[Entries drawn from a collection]
● ● ● ●
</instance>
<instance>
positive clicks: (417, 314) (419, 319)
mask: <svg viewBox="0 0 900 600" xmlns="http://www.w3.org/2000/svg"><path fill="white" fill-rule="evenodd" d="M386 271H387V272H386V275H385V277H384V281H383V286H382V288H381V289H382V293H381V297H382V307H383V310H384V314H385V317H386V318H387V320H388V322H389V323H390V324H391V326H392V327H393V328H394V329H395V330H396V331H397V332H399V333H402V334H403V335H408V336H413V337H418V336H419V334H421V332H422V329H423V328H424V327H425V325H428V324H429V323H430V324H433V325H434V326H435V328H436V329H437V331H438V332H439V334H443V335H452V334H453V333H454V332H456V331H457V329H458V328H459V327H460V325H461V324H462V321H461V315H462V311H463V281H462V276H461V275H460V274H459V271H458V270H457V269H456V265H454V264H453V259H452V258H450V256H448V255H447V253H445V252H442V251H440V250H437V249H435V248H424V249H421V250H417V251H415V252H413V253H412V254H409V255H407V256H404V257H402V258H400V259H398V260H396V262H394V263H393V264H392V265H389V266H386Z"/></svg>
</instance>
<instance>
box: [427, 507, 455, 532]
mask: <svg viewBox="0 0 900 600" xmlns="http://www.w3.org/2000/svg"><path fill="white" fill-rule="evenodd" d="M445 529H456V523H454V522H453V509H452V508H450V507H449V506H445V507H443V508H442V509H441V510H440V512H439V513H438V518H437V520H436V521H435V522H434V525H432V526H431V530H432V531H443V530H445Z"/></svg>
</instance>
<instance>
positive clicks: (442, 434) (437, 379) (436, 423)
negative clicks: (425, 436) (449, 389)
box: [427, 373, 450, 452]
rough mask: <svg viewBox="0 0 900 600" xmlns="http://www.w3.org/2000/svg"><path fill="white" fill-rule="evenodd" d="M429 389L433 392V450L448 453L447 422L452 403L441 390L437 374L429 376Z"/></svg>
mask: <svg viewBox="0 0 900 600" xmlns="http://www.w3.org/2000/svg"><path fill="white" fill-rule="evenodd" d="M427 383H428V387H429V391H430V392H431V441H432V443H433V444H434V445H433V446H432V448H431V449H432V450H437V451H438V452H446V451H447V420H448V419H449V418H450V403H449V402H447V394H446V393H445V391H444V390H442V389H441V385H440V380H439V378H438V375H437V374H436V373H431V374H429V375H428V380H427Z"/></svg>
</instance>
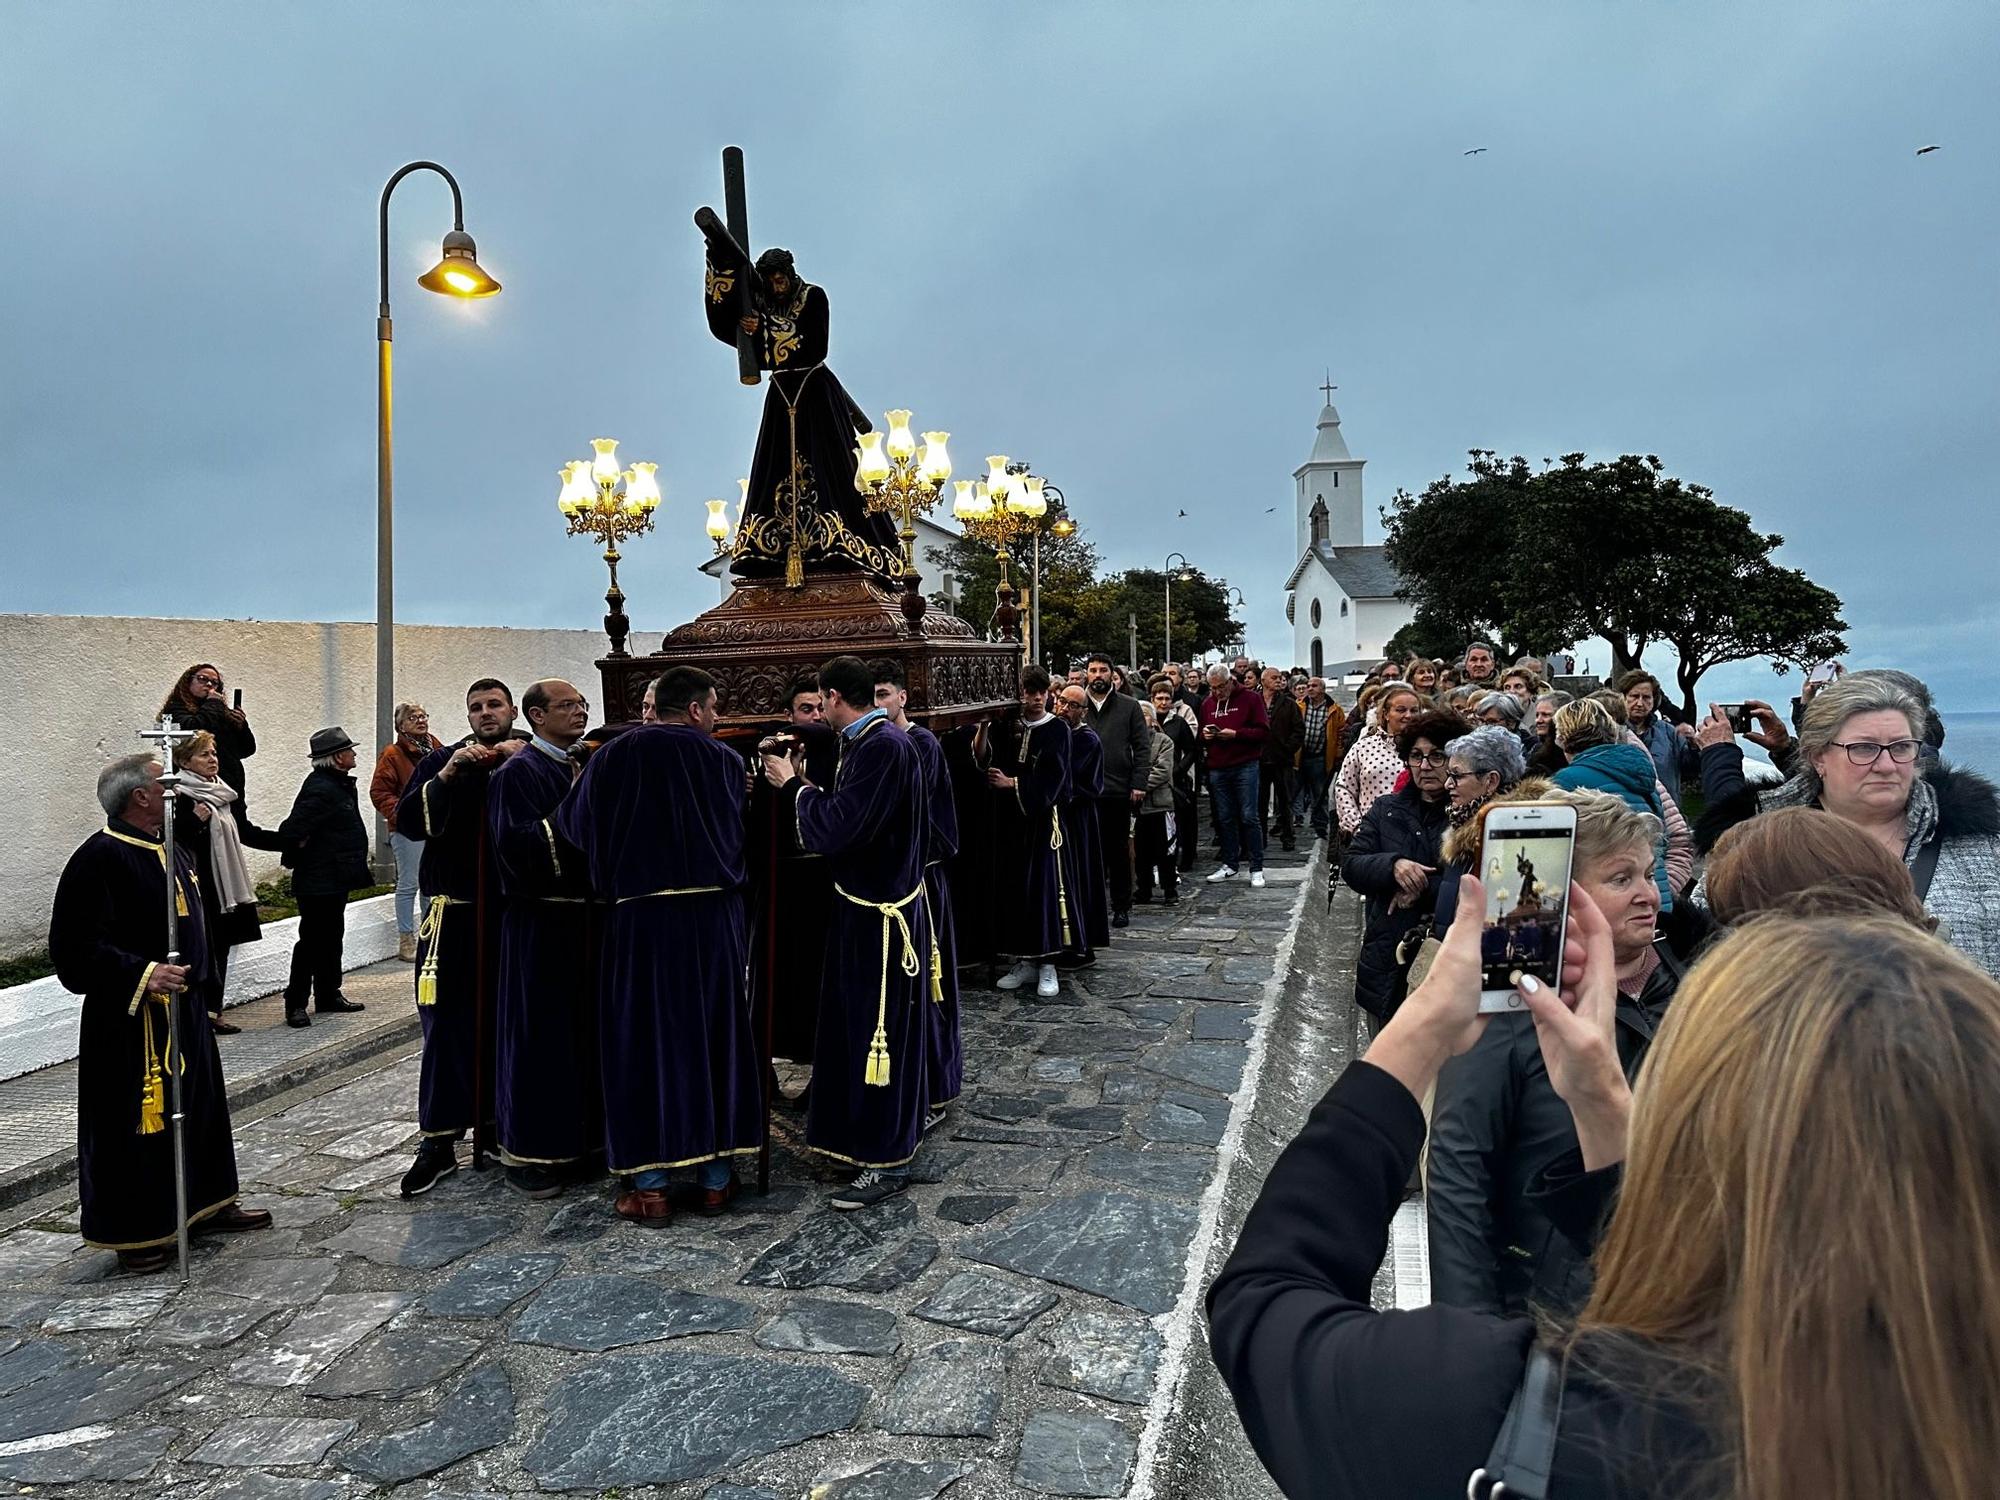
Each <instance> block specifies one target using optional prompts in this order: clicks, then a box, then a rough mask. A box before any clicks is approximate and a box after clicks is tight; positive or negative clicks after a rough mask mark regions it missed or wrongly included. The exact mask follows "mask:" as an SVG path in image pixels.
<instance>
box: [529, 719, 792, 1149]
● ● ● ●
Start at the first line of the items and stop after the line containing "positive clicks: (417, 314) (419, 319)". Reproduce only those lines, renaming "positive clicks" to "foreground clicks" and leaving everything else unchanged.

</instance>
<instance>
foreground clicks: (417, 314) (419, 319)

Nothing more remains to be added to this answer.